- Widely distributed variant of the standard artwork

Single by 2 Unlimited

from the album Get Ready!
- Released: 3 August 1992
- Genre: Eurodance; techno;
- Length: 4:32; 3:43 (single version);
- Label: Byte
- Songwriters: P. Neefs; Ray Slijngaard;
- Producers: Phil Wilde; Jean-Paul De Coster;

2 Unlimited singles chronology
| "Workaholic" (1992) | "The Magic Friend" (1992) | "No Limit" (1993) |

Music video
- "The Magic Friend" on YouTube

= The Magic Friend =

1992 single by 2 Unlimited

"The Magic Friend" is a song by Belgian/Dutch Eurodance band 2 Unlimited. It was released in August 1992 as the fourth and final single from their debut album, Get Ready! (1992). The UK release once again omitted Ray Slijngaard's rap, which lasted for 16 bars three times through, but did include some of the vocals from Anita Doth, with the "mocking chorus echoes" being abandoned as only Ray's part remains, thus leaving Anita's sole vocals as "disembodied whispers" during the middle eight. The single experienced chart success in many European countries, including Finland, where it topped the chart. Its accompanying music video was directed by David Betteridge and filmed in Australia. The Dutch leading afternoon radio program on national pop outlet Radio 3 FM/Hilversum renamed itself "The Magic Friend", after the single.

◇ ◇ ◇ ◇

▶ **SET OF TASKS**:
• a. Please copy a passage from the song page word for word, starting at the words "1992 single by" and ending after the words "after the single.".
• b. Answer these questions from the song page:
(i) On which label was the single released?
(ii) In which country was the music video filmed?
(iii) In which country did the single reach the top of the chart?
The listing that comes next is separate material, apart from the song page.

◇ ◇ ◇ ◇

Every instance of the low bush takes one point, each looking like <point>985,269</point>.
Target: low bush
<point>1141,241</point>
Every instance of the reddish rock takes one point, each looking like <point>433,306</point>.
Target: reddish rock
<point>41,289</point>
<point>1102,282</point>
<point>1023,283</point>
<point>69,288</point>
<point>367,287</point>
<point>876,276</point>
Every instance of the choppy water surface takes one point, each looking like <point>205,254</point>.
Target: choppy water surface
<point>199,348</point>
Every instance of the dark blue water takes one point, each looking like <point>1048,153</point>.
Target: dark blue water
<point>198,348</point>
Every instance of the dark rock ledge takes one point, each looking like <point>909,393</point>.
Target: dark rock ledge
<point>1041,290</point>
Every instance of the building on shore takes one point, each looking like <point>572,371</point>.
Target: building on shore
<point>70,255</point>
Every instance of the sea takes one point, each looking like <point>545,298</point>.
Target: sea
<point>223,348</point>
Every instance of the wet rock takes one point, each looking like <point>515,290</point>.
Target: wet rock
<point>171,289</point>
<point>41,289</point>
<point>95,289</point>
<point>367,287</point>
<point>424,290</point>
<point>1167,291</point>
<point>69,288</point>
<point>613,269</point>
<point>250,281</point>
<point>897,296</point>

◇ ◇ ◇ ◇

▶ **ANSWERS BY TASK**:
• a.
1992 single by 2 Unlimited

"The Magic Friend" is a song by Belgian/Dutch Eurodance band 2 Unlimited. It was released in August 1992 as the fourth and final single from their debut album, Get Ready! (1992). The UK release once again omitted Ray Slijngaard's rap, which lasted for 16 bars three times through, but did include some of the vocals from Anita Doth, with the "mocking chorus echoes" being abandoned as only Ray's part remains, thus leaving Anita's sole vocals as "disembodied whispers" during the middle eight. The single experienced chart success in many European countries, including Finland, where it topped the chart. Its accompanying music video was directed by David Betteridge and filmed in Australia. The Dutch leading afternoon radio program on national pop outlet Radio 3 FM/Hilversum renamed itself "The Magic Friend", after the single.

• b.
(i) Byte
(ii) Australia
(iii) Finland